◆ AIM OF THE EXERCISE
Can you turn the stretch of the material below, from the line containing "[trace] front wheel -> outlines" through the line containing "180L223 188L228 187L230", into a numbered list, leaving out any blank lines?

(Stored items)
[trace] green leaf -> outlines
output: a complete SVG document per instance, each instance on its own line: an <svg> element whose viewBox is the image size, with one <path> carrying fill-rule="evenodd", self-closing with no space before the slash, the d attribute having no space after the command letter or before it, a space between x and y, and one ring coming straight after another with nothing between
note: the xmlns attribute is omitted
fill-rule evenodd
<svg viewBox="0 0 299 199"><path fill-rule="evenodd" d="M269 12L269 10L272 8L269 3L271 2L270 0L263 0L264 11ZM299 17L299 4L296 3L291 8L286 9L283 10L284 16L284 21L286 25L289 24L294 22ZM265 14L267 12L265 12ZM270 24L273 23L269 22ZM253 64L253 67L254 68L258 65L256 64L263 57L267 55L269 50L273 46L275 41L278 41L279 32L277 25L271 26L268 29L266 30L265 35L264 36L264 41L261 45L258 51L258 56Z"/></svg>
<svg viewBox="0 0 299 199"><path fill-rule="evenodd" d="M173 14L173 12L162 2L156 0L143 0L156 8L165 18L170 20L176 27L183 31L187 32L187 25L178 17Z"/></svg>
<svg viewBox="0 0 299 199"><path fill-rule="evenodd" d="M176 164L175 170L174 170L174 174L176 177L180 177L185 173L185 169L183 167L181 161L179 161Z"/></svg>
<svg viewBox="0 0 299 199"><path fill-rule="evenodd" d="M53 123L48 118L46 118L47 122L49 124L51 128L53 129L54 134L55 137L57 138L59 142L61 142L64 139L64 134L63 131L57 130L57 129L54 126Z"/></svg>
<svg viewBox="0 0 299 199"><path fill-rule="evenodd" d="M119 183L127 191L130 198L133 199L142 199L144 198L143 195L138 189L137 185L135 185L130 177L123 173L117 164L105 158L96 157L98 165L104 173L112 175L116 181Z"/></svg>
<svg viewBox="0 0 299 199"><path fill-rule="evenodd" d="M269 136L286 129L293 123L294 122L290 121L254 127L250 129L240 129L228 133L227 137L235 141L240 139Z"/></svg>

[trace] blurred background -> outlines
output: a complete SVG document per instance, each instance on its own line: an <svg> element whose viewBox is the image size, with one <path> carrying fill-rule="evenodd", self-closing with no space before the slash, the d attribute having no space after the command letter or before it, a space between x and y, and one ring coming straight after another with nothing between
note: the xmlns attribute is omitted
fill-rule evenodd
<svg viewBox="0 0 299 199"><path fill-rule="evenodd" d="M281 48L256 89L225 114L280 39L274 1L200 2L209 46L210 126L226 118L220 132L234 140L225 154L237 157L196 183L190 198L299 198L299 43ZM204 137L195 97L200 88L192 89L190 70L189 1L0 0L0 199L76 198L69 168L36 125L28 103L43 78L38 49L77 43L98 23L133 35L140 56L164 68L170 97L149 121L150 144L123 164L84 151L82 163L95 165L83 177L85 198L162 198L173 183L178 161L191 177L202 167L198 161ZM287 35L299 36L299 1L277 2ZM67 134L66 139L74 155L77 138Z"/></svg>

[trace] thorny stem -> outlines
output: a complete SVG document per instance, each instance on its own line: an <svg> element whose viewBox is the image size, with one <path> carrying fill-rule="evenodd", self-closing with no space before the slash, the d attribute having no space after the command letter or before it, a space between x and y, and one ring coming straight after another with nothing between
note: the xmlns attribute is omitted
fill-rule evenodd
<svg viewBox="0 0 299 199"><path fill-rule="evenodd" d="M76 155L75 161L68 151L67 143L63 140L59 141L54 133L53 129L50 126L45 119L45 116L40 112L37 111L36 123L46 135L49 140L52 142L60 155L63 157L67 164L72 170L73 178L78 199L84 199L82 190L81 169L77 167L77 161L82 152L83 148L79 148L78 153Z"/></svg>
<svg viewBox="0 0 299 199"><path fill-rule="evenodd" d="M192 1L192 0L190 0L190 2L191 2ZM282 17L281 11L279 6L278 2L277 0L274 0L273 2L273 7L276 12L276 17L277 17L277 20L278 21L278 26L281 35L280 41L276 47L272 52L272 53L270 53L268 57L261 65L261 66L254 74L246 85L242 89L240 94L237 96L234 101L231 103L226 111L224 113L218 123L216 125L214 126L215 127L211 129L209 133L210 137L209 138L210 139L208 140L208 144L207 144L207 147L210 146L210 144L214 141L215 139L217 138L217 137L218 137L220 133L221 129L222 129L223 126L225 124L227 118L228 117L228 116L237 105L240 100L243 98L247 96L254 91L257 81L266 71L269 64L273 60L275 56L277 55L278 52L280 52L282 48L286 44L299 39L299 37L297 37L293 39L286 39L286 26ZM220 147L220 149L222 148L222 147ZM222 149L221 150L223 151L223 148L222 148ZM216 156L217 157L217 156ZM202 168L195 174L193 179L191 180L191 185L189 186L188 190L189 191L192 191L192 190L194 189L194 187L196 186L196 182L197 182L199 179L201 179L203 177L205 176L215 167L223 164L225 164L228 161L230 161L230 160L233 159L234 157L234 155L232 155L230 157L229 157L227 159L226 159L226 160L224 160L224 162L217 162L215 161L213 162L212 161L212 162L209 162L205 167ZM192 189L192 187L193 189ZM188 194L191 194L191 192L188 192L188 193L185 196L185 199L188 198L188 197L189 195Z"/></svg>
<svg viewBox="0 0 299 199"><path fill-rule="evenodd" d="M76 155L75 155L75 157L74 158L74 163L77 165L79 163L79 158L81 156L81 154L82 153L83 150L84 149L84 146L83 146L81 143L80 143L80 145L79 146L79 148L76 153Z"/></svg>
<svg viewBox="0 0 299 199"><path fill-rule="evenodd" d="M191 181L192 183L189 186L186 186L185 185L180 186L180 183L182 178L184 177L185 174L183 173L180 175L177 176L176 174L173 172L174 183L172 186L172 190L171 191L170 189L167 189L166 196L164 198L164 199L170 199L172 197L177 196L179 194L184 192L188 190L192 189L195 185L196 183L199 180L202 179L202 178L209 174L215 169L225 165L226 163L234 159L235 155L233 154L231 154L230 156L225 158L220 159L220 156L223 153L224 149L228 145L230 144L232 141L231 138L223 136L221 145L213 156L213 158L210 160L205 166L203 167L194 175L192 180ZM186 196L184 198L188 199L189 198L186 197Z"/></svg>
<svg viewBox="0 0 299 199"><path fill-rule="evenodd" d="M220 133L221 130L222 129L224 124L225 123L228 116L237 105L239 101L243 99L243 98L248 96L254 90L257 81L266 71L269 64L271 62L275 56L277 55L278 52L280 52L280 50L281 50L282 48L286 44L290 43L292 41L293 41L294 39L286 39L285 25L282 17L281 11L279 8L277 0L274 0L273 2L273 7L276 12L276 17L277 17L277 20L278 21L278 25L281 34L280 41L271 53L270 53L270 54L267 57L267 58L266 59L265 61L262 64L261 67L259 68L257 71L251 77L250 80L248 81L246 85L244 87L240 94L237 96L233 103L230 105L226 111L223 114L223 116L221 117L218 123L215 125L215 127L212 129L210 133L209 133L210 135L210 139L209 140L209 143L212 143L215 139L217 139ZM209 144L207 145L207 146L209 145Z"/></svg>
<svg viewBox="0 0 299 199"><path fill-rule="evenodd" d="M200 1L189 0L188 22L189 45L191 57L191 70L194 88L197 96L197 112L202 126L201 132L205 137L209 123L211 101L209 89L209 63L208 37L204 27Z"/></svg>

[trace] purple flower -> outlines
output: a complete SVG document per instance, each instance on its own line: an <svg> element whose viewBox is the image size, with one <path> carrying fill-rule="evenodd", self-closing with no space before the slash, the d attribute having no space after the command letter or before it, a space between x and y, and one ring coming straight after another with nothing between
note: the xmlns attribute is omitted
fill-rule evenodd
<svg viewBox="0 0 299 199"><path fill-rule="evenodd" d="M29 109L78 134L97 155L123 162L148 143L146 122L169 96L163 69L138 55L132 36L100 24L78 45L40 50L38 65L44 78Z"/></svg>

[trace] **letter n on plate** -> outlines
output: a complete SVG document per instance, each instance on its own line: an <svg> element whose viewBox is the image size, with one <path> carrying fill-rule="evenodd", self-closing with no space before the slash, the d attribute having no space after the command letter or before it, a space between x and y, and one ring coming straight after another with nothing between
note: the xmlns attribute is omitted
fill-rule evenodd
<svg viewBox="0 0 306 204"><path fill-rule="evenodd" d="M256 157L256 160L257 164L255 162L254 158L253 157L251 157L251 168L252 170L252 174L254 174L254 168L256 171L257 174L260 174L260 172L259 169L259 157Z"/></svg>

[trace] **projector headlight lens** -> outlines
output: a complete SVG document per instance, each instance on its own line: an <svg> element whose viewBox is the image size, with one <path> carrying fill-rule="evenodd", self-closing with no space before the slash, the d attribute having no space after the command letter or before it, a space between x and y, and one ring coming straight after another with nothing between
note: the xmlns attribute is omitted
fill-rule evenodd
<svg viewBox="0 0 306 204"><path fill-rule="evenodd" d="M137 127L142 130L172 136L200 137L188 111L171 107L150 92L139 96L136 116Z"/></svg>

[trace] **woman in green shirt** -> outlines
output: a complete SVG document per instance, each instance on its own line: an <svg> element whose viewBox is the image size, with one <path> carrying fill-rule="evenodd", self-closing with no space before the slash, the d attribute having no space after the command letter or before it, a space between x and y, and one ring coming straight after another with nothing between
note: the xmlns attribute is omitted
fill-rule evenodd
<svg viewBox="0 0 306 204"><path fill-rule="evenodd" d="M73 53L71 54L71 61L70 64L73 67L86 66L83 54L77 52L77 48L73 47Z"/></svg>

--

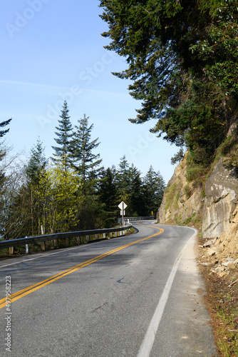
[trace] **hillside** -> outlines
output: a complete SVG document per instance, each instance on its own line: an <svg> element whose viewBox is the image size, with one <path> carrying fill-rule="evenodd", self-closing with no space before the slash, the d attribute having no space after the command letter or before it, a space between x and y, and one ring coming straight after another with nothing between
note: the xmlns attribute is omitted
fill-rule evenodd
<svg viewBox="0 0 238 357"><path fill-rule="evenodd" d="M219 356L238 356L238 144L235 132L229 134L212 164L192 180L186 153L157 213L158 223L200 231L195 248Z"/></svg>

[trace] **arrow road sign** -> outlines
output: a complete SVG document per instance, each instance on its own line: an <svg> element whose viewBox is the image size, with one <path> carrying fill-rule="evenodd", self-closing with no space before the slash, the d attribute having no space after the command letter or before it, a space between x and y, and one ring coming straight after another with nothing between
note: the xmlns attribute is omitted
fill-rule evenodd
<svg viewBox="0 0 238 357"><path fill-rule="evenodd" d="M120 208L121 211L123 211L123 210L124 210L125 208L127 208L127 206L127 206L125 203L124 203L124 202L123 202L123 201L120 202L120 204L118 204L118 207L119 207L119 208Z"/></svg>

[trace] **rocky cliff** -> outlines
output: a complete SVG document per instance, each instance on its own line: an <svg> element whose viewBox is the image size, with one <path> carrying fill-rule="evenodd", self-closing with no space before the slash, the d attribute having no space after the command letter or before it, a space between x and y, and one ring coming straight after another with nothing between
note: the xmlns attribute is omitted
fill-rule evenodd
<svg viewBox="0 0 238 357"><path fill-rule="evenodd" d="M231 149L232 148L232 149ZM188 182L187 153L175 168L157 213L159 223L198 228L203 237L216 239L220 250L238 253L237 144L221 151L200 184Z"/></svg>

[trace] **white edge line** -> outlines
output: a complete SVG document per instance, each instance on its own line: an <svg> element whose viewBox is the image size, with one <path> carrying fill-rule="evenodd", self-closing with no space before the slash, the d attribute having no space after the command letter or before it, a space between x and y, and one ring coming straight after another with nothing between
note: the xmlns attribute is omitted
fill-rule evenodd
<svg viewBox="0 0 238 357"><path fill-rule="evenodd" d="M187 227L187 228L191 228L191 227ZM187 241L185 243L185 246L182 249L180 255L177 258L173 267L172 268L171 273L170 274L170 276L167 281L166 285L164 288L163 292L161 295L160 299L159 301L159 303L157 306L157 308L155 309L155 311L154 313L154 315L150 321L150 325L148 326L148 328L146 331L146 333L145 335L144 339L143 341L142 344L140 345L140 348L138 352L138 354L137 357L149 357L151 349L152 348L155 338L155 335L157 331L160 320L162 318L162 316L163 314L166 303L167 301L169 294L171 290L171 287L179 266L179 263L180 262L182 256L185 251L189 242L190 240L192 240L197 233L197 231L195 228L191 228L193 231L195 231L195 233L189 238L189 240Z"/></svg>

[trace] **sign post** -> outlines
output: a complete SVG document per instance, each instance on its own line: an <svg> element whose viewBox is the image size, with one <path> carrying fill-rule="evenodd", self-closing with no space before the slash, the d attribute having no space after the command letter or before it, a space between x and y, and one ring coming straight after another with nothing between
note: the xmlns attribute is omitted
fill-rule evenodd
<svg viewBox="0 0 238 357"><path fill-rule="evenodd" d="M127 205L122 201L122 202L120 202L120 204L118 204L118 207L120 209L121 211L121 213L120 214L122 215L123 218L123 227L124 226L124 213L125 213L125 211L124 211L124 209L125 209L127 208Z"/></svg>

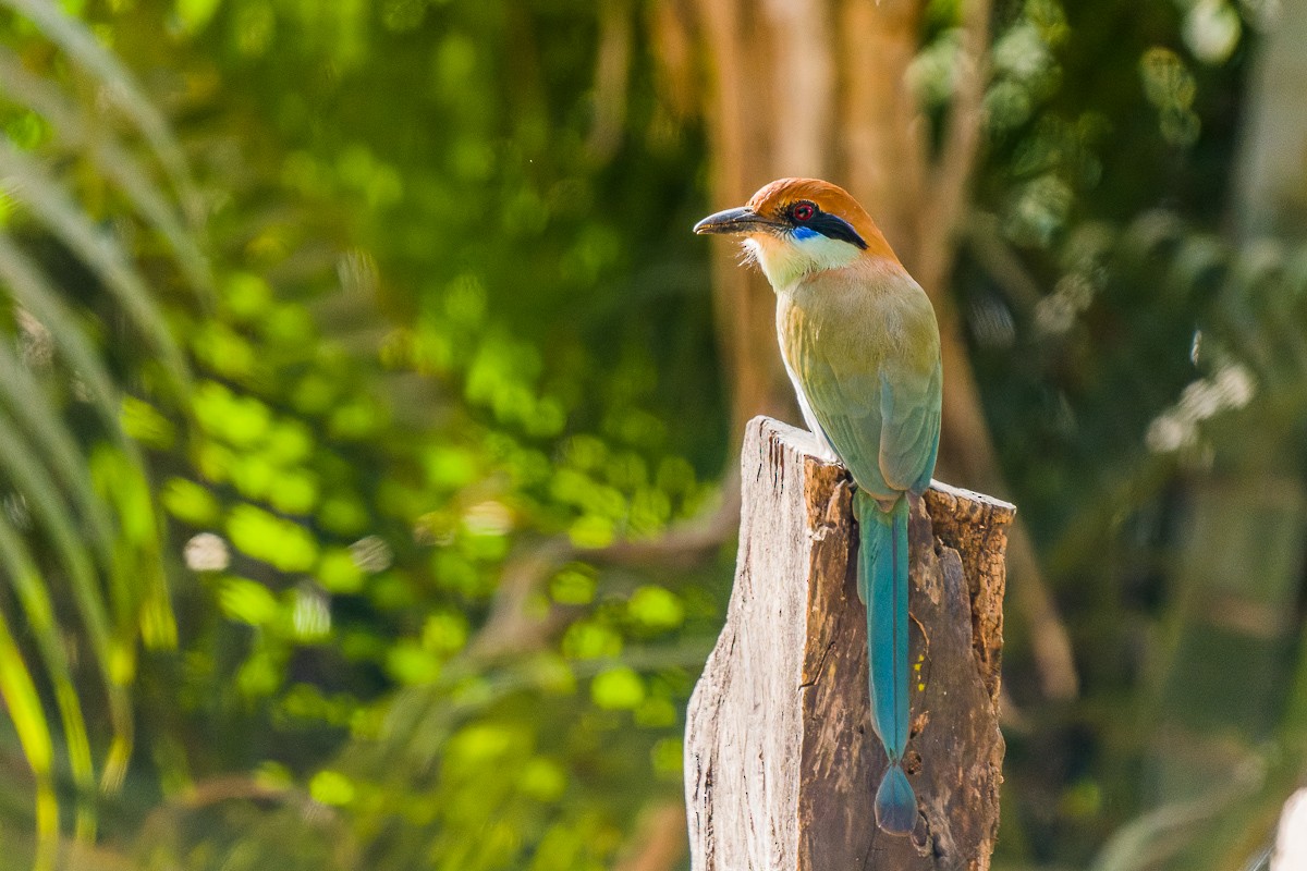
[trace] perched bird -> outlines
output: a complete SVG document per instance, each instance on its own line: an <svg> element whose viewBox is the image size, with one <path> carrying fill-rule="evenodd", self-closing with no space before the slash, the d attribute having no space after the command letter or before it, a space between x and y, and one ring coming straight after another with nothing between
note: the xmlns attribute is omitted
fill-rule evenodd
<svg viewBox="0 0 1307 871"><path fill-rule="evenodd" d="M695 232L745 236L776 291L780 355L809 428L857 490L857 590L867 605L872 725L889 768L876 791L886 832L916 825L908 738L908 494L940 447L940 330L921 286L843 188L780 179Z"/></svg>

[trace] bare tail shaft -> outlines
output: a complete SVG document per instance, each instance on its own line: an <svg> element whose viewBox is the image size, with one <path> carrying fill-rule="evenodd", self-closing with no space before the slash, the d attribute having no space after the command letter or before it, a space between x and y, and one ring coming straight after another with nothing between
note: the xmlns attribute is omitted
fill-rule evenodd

==

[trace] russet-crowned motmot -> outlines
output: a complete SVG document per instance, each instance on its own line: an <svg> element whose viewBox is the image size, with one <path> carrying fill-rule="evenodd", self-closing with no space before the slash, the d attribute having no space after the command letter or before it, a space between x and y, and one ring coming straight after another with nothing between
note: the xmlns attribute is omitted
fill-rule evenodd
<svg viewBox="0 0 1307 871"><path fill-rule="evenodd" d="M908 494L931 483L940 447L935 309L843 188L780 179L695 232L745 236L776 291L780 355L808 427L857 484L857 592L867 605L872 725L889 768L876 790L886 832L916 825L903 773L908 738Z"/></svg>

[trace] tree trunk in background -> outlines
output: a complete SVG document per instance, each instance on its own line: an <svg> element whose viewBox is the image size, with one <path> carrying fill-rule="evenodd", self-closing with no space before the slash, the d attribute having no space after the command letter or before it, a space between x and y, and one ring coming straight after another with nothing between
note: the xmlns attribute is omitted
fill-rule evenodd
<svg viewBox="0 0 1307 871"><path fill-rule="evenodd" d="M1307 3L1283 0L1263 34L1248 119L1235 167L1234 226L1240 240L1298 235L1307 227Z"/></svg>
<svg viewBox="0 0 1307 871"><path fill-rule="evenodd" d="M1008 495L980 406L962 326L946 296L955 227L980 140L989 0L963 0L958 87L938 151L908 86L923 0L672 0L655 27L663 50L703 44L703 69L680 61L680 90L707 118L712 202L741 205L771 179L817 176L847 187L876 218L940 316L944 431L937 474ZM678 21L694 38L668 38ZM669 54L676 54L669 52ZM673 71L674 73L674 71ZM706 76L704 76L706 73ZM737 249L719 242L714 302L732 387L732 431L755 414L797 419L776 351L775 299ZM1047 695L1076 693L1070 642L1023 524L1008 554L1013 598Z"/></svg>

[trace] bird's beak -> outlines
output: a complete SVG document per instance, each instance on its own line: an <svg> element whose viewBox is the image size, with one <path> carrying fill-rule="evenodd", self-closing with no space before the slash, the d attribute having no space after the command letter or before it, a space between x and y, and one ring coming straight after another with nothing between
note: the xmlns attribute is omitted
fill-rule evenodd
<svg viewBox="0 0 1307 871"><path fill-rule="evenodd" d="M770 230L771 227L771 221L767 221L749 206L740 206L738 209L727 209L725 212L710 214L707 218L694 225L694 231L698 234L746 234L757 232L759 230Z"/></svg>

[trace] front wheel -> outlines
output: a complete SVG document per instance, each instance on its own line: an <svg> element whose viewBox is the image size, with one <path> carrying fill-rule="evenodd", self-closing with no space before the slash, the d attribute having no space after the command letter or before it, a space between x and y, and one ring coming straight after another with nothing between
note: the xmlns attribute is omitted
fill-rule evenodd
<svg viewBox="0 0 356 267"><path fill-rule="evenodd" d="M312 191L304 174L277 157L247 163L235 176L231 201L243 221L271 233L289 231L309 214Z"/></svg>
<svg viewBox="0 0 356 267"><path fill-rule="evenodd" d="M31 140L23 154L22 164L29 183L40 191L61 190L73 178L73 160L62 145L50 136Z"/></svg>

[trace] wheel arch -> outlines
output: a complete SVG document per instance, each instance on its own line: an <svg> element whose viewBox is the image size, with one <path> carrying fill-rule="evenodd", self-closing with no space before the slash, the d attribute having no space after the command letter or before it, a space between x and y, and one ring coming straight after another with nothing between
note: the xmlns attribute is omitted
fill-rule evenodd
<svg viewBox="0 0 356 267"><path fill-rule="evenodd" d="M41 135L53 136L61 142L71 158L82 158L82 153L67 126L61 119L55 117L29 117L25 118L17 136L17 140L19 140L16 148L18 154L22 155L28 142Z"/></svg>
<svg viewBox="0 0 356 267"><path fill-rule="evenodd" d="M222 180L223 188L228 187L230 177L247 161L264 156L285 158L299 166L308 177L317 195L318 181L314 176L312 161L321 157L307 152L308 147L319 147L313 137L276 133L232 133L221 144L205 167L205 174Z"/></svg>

◆ FINAL RESULT
1. [trace] front wheel -> outlines
2. output: a complete SVG document per instance, each instance on its own line: an <svg> element whose viewBox is the image size, with one <path> carrying fill-rule="evenodd", self-closing with no space before the slash, the d attribute having no space after the command letter or before it, a space between x and y, and one ring coming straight after another with nothing between
3. note: the xmlns attribute is omitted
4. fill-rule evenodd
5. <svg viewBox="0 0 356 267"><path fill-rule="evenodd" d="M312 191L304 174L277 157L247 163L235 176L231 201L243 221L271 233L289 231L309 214Z"/></svg>
6. <svg viewBox="0 0 356 267"><path fill-rule="evenodd" d="M31 140L23 154L22 164L29 183L40 191L61 190L73 178L73 160L62 145L50 136Z"/></svg>
7. [trace] wheel arch -> outlines
8. output: a complete SVG document per instance, each instance on its own line: an <svg> element whose viewBox is the image size, with one <path> carrying fill-rule="evenodd", self-closing with no space before the slash, the d attribute having no space after the command letter or before it, a space between x and y, and one ring coming straight after another with nothing between
9. note: the xmlns attribute is omitted
10. fill-rule evenodd
11. <svg viewBox="0 0 356 267"><path fill-rule="evenodd" d="M41 135L53 136L61 142L71 158L82 158L82 153L67 126L61 119L55 117L29 117L25 118L17 136L17 140L19 140L16 148L18 154L22 155L28 142Z"/></svg>
12. <svg viewBox="0 0 356 267"><path fill-rule="evenodd" d="M222 180L223 188L228 187L230 177L247 161L264 156L285 158L299 166L308 177L317 195L318 181L314 176L312 161L321 157L307 152L308 147L319 147L313 137L276 133L232 133L221 144L205 167L205 174Z"/></svg>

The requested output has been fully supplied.